**TASK TO COMPLETE**
Swap "instance" for "occurrence" throughout the items, starting at the beginning of the items and ending at the line that contains "(1086, 261)", with everything else left as it is. Leave the pictures out of your answer.

**DATA**
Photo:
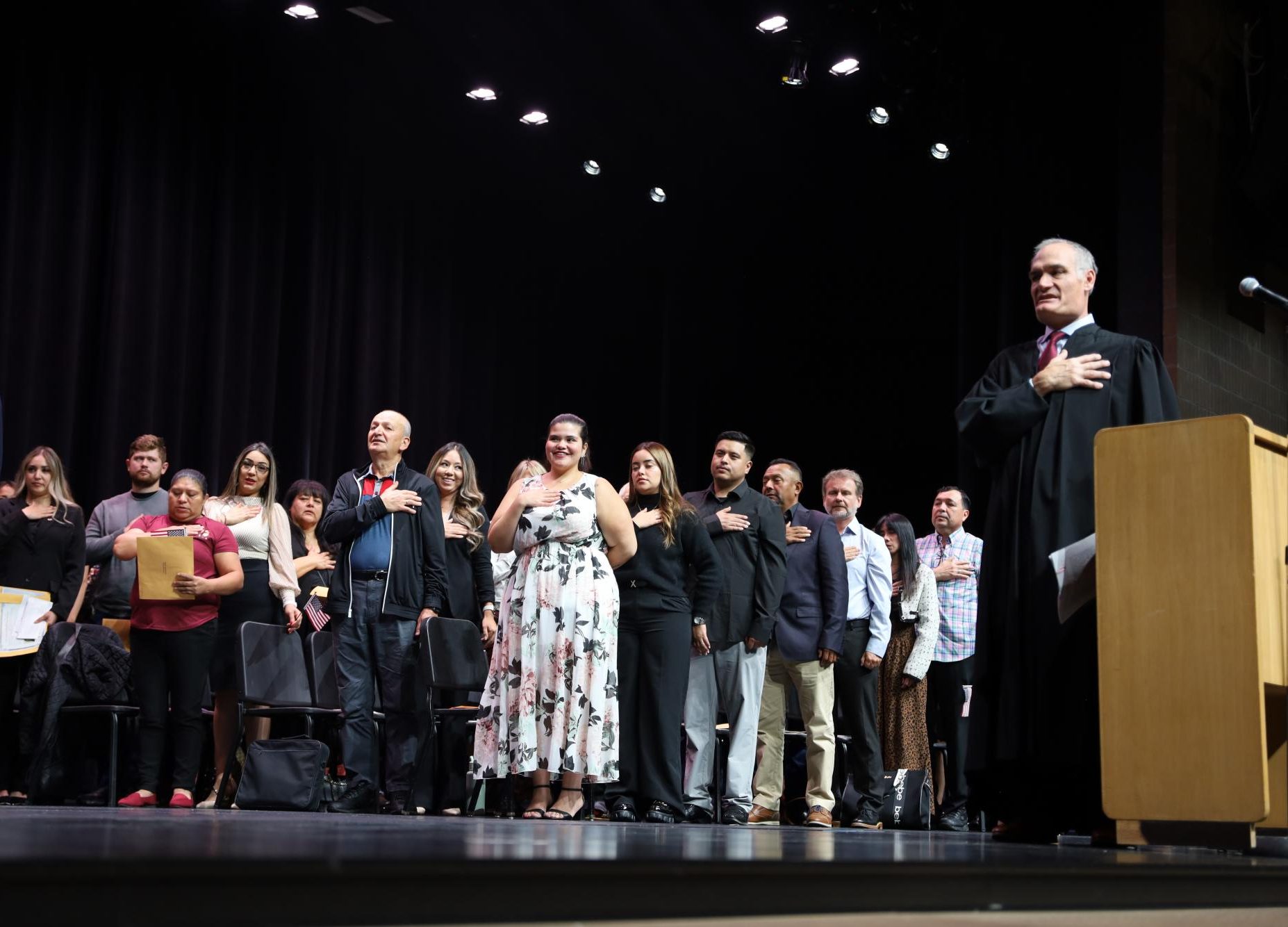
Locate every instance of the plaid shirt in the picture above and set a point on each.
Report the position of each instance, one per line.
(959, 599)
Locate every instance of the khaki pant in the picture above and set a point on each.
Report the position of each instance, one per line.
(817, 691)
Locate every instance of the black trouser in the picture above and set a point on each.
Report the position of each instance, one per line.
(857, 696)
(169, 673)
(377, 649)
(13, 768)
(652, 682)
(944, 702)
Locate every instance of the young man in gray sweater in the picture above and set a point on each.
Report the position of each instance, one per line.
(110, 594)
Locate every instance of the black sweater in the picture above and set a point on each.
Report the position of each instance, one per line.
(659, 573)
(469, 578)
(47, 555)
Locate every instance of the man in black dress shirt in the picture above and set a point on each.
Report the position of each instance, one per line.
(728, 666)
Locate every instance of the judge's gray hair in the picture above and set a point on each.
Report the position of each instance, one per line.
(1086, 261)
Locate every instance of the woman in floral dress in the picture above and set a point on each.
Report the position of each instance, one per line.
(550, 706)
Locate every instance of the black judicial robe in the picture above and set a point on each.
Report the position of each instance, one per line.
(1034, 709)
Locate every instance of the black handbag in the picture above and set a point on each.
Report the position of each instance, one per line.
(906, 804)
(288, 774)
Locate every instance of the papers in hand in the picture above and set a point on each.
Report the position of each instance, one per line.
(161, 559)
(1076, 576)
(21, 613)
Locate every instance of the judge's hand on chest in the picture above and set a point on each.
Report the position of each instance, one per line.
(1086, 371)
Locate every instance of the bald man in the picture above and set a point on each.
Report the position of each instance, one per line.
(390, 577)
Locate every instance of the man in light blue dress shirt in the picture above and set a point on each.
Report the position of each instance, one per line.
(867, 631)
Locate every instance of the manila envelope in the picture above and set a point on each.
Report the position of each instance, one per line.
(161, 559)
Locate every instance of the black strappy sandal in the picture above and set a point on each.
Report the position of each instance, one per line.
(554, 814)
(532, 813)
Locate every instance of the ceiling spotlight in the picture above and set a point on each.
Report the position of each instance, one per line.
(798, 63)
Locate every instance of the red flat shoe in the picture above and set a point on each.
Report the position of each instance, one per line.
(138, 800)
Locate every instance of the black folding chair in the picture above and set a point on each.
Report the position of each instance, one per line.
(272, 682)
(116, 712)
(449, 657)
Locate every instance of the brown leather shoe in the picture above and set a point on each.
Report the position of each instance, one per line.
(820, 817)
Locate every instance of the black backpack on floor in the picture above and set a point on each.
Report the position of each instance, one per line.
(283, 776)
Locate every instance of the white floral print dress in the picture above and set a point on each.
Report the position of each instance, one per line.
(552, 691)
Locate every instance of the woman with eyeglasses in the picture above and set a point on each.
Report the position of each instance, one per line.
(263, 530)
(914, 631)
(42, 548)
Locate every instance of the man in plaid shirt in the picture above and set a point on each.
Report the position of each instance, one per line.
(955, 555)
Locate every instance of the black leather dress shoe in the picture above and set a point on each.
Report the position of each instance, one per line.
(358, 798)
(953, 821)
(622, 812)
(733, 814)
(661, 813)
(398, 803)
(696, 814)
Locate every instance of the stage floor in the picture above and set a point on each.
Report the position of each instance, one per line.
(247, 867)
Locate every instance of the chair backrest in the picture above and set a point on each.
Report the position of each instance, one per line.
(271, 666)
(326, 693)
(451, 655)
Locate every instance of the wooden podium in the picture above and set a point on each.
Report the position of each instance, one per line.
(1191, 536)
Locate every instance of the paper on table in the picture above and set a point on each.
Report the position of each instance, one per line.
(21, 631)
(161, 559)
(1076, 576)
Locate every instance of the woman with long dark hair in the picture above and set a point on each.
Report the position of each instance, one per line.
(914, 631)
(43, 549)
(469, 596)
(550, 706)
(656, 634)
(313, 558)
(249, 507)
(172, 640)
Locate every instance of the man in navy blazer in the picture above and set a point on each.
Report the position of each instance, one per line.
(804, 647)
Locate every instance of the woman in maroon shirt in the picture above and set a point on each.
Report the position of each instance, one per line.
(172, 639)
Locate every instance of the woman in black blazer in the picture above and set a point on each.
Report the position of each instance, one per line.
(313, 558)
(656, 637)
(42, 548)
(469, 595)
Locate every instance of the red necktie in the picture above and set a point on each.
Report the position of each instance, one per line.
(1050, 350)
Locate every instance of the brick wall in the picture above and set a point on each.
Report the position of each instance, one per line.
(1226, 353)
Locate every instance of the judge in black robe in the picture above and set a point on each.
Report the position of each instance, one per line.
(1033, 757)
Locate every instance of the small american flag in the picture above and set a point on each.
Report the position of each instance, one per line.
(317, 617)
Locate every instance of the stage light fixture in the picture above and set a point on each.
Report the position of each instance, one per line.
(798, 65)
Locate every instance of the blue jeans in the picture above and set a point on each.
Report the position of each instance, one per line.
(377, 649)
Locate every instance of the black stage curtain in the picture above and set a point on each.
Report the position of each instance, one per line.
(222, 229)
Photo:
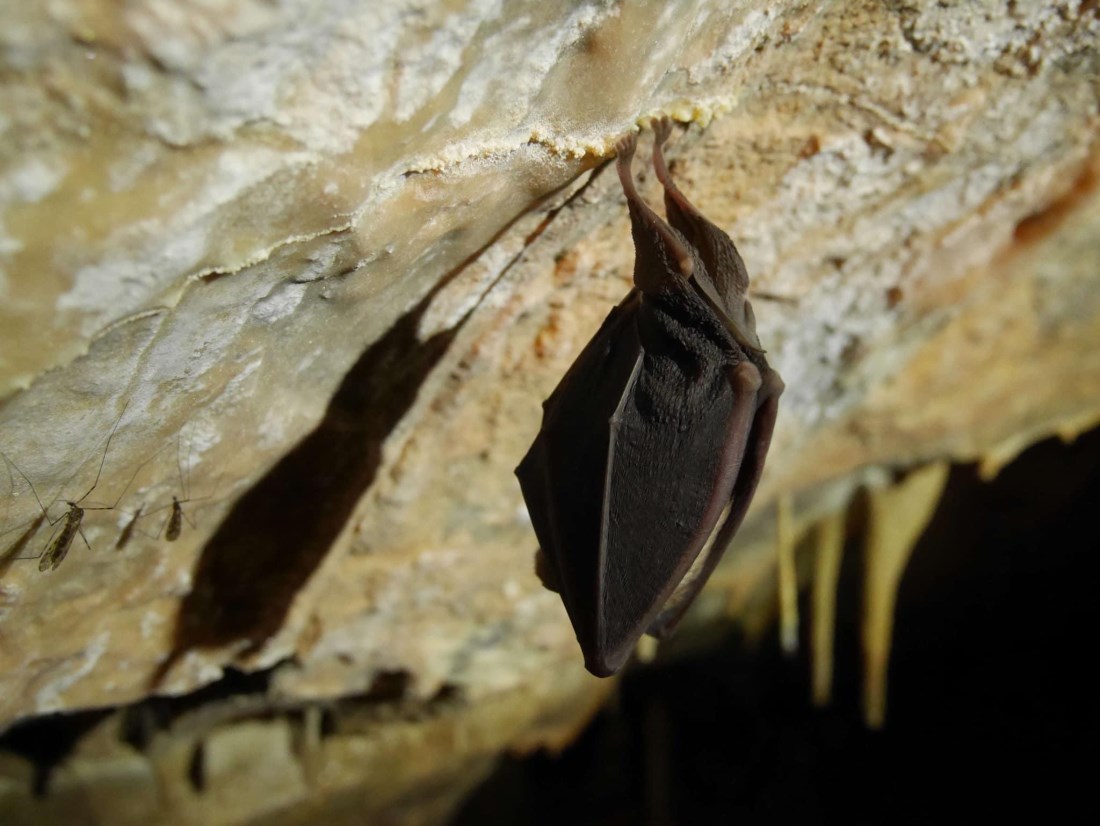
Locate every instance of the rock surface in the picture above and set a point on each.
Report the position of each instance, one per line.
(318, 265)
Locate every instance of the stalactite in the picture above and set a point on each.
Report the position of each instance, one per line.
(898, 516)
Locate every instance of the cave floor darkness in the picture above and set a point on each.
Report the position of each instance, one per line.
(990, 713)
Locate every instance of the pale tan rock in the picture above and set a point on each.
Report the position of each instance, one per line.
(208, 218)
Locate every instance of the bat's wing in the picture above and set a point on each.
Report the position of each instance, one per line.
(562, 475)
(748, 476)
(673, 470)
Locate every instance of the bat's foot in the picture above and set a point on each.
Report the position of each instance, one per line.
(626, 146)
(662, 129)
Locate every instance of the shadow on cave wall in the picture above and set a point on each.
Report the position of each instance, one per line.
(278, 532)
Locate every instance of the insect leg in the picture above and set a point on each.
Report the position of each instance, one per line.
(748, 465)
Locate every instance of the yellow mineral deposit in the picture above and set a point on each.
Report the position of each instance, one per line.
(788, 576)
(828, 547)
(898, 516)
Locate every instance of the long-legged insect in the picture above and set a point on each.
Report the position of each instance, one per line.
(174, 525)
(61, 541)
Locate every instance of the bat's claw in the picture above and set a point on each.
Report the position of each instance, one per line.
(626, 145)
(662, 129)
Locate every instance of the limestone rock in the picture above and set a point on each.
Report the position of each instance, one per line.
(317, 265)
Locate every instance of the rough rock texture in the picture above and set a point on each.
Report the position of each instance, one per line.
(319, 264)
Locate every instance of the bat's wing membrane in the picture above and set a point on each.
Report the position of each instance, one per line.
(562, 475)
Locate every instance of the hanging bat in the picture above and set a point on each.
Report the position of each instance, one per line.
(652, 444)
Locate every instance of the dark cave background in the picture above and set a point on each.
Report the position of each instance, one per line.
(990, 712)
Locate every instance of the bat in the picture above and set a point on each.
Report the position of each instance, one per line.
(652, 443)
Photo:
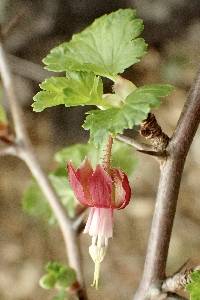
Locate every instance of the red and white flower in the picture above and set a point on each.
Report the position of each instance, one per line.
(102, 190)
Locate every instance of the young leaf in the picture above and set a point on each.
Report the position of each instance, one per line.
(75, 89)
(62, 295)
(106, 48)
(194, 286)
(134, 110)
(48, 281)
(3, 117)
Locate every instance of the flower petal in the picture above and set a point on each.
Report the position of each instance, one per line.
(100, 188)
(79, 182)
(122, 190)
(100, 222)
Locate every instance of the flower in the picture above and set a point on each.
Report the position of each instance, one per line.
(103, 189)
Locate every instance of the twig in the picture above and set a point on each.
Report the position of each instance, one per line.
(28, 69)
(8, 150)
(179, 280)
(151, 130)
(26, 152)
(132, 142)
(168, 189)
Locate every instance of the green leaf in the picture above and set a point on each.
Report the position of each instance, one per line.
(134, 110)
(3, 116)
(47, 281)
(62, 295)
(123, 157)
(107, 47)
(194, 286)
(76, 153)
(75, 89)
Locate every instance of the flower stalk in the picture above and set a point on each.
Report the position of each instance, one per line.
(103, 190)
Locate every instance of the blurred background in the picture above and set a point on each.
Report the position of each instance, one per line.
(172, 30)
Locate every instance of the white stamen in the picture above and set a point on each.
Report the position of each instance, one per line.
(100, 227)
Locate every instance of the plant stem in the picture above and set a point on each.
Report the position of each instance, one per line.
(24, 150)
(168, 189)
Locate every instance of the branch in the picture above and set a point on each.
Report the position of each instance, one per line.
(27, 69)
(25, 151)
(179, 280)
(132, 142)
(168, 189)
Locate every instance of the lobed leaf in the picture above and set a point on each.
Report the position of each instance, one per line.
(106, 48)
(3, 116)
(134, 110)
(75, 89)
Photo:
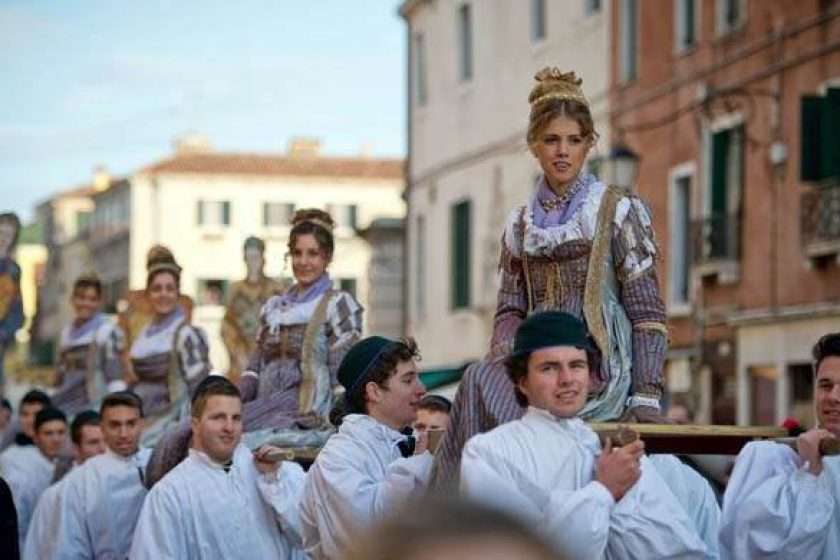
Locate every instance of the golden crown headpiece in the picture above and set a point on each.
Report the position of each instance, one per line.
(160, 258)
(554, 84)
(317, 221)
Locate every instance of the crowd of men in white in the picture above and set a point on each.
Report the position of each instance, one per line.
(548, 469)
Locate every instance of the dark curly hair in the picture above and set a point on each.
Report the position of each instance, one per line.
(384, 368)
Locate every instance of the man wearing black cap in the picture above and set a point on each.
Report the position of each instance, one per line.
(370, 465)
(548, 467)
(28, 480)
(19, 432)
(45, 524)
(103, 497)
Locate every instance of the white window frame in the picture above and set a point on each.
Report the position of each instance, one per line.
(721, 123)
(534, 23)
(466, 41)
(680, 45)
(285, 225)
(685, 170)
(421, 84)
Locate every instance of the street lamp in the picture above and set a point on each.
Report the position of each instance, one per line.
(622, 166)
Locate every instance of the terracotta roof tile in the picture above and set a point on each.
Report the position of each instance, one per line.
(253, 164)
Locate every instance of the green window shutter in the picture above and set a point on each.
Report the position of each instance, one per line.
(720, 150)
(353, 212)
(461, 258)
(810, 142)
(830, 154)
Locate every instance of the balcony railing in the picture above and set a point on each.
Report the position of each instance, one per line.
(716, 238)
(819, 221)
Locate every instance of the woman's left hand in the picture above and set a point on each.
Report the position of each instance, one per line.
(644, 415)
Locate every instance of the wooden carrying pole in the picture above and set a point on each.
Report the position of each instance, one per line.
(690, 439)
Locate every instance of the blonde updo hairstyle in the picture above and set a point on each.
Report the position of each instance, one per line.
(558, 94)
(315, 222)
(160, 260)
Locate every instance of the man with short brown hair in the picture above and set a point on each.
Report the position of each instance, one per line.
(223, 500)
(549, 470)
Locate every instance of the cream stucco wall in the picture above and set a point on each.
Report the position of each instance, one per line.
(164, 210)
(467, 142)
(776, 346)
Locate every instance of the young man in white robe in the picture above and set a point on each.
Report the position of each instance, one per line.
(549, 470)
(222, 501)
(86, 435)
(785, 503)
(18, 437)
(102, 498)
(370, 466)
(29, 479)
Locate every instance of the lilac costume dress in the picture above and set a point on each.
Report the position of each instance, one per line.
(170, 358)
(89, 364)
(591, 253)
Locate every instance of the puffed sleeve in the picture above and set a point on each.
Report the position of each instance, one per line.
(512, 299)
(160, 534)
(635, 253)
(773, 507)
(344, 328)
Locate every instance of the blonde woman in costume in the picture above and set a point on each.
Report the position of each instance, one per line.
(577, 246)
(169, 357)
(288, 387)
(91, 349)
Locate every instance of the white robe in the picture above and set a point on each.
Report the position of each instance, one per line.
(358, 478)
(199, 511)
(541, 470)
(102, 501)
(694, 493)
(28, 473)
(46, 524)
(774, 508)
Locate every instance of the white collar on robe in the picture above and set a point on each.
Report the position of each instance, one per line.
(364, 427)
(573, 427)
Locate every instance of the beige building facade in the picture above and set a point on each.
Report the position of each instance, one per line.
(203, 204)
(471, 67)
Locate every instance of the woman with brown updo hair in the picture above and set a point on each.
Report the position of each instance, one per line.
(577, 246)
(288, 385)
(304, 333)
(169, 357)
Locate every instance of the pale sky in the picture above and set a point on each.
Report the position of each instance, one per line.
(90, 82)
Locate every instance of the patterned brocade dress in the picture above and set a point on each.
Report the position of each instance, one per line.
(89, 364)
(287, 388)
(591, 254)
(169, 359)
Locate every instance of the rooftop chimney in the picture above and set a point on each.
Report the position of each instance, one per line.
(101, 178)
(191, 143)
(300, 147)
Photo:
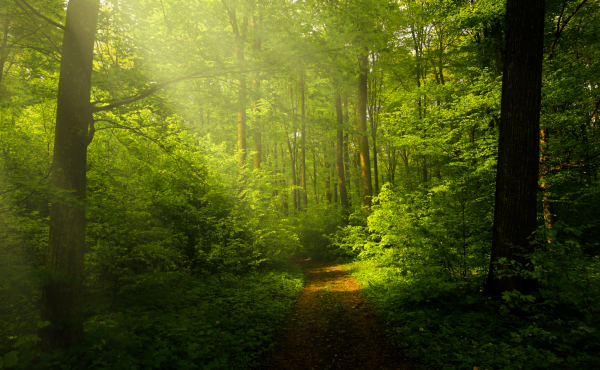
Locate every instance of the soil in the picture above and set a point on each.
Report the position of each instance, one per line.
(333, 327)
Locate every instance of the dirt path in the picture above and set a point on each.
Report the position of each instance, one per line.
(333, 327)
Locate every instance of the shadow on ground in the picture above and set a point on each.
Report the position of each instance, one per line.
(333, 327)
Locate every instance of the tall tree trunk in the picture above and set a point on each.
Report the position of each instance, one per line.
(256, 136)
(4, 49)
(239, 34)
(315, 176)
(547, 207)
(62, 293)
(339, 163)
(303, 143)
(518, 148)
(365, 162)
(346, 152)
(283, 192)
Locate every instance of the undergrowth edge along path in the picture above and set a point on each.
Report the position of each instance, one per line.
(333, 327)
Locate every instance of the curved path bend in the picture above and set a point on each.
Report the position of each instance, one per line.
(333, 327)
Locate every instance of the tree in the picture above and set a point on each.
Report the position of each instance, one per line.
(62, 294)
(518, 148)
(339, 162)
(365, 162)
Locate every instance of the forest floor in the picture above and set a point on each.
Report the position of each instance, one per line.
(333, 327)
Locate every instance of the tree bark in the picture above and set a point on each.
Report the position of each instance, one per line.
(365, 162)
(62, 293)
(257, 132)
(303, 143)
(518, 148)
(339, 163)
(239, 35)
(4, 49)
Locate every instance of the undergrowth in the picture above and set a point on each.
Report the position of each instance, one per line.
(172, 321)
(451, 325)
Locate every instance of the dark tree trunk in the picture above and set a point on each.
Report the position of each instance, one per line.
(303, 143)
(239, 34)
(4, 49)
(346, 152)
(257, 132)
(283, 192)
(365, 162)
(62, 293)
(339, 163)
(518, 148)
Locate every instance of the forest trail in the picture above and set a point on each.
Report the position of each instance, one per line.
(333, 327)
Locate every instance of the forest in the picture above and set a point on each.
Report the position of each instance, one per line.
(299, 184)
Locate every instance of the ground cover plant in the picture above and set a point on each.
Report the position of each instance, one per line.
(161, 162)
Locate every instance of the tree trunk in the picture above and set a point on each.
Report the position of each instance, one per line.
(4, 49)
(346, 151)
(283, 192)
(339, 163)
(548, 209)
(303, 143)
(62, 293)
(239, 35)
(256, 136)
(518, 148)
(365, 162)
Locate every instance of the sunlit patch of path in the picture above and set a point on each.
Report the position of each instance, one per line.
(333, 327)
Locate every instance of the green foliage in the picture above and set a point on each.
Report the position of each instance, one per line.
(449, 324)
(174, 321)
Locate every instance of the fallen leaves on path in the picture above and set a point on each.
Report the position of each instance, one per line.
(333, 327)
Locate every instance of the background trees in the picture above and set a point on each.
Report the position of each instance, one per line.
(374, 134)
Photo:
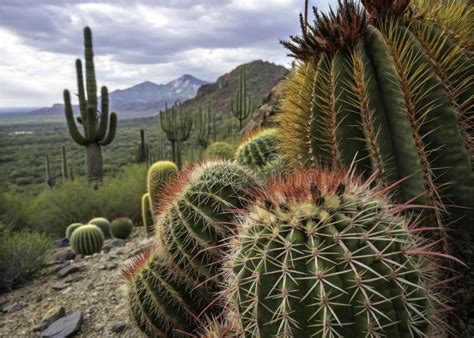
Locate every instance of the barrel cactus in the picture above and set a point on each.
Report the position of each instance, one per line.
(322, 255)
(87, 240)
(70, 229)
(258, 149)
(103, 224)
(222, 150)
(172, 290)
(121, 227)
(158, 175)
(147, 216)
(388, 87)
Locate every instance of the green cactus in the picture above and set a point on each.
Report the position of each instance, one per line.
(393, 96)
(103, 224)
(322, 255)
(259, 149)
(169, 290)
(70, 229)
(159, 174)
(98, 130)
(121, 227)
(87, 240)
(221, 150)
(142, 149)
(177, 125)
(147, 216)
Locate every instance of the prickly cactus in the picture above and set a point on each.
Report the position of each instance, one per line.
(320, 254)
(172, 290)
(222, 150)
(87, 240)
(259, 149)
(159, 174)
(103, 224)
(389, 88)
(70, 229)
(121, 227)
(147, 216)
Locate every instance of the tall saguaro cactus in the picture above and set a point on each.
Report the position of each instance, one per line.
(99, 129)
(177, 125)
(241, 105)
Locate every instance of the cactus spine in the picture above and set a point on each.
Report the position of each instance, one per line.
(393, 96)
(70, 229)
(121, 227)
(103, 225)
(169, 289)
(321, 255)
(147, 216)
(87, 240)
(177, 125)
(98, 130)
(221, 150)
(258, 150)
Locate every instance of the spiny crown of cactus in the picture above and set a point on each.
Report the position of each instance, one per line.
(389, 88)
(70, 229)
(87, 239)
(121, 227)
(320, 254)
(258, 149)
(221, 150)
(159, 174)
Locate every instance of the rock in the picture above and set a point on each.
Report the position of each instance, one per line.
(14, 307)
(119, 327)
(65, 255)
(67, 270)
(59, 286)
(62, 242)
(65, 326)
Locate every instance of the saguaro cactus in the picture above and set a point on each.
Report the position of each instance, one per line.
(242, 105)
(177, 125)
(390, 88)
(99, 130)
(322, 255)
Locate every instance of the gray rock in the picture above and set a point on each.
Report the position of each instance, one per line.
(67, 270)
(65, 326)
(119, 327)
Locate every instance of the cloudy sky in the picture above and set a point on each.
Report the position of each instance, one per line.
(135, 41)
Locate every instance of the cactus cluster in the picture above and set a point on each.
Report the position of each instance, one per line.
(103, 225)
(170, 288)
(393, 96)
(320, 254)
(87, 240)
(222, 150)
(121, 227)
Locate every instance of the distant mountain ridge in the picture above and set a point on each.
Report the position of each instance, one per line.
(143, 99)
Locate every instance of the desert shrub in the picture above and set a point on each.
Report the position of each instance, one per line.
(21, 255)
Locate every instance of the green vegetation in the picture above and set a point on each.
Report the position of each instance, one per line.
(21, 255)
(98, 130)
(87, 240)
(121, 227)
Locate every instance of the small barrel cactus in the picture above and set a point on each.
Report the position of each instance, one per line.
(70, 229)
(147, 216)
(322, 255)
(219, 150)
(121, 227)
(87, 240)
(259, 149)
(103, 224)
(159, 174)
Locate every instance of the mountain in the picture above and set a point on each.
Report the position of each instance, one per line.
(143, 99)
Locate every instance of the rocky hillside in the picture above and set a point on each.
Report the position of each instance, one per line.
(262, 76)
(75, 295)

**FINISHED ANSWER**
Photo:
Locate every occurrence of the plaid shirt in the picture above and set a point on each.
Report the position of each occurrence, one per line.
(959, 599)
Locate every occurrence of the khaki pant in the picture above and set a point on each.
Report the position of each occurrence, one per line.
(817, 691)
Locate every occurrence of the black trouser in the picture above and set a point on each.
Report the position of each occurrence, one per line.
(857, 696)
(169, 673)
(377, 649)
(13, 768)
(652, 682)
(944, 702)
Locate every occurrence of the young man in gray sweater in the picture above and set a point on each.
Report the position of each occurrence, one per line.
(110, 594)
Locate every occurrence of the black sweater in the picture above and set a point on each.
Report the position of each occurrence, one per line.
(659, 573)
(469, 578)
(47, 555)
Locate every occurrence of the man in black dress shirt in the picture above and set a point on each.
Report the position of each occurrence, one per line.
(728, 666)
Locate every occurrence of the judge's gray hair in the picture above and set a point on each.
Report the position of each occurrence, one per line.
(1086, 261)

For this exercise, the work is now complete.